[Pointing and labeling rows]
+++
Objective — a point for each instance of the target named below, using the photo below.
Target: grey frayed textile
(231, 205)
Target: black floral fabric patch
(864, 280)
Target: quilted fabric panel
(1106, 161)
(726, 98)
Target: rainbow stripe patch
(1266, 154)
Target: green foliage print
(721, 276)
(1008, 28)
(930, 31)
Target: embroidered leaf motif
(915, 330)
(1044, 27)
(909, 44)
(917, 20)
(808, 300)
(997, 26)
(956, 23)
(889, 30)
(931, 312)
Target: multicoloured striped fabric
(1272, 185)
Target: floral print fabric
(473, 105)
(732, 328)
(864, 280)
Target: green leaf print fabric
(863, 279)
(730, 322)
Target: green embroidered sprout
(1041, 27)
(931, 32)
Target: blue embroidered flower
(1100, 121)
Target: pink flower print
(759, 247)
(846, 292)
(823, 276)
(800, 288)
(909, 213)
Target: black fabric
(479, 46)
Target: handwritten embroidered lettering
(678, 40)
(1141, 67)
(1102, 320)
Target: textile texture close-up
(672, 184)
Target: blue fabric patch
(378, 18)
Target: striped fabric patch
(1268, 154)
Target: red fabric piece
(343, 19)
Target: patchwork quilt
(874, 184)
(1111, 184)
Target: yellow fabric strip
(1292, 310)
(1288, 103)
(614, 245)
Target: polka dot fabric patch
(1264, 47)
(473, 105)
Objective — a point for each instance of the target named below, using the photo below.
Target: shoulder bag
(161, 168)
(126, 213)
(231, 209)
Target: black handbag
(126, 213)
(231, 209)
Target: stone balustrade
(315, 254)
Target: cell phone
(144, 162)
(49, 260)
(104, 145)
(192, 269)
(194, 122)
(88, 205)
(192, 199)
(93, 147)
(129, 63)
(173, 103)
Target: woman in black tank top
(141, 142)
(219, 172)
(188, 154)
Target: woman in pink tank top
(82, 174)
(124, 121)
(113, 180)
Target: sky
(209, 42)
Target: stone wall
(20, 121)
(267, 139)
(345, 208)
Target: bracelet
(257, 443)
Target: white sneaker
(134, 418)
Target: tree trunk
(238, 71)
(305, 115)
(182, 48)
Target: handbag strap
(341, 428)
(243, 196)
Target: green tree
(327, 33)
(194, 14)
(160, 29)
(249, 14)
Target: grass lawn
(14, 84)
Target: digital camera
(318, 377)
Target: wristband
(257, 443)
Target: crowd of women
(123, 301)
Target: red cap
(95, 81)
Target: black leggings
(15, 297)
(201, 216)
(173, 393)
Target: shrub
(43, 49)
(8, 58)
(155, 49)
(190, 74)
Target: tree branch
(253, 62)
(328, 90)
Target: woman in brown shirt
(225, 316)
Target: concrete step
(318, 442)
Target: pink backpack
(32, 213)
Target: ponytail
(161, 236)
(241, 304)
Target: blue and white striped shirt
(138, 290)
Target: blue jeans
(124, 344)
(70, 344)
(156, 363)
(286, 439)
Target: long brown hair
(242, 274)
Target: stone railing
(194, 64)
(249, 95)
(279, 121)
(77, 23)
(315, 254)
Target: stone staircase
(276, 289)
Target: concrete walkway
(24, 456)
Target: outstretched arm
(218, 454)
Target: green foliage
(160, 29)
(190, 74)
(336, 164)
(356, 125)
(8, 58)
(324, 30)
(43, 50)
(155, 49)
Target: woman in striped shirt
+++
**GIVEN INSTRUCTION**: Render the lines as a JSON list of strings, one string per line, starting at the line that contains "Target: concrete step" and ending at the last line of the rows, with blank lines left out.

**CORRECT RESULT**:
[
  "Target: concrete step",
  "(318, 442)",
  "Target: pink backpack",
  "(32, 213)",
  "Target: ponytail",
  "(161, 236)",
  "(241, 304)",
  "Target: blue and white striped shirt",
  "(138, 290)",
  "Target: blue jeans",
  "(124, 344)",
  "(70, 344)",
  "(156, 363)",
  "(286, 439)",
  "Target: long brown hair",
  "(242, 274)",
  "Target: stone railing",
  "(194, 64)",
  "(249, 95)",
  "(279, 121)",
  "(77, 23)",
  "(315, 254)",
  "Target: stone staircase",
  "(276, 289)",
  "Target: concrete walkway",
  "(24, 456)",
  "Target: outstretched arm",
  "(218, 454)",
  "Target: green foliage",
  "(160, 29)",
  "(190, 74)",
  "(336, 164)",
  "(356, 125)",
  "(8, 58)",
  "(324, 30)",
  "(43, 50)",
  "(155, 49)",
  "Target: woman in striped shirt"
]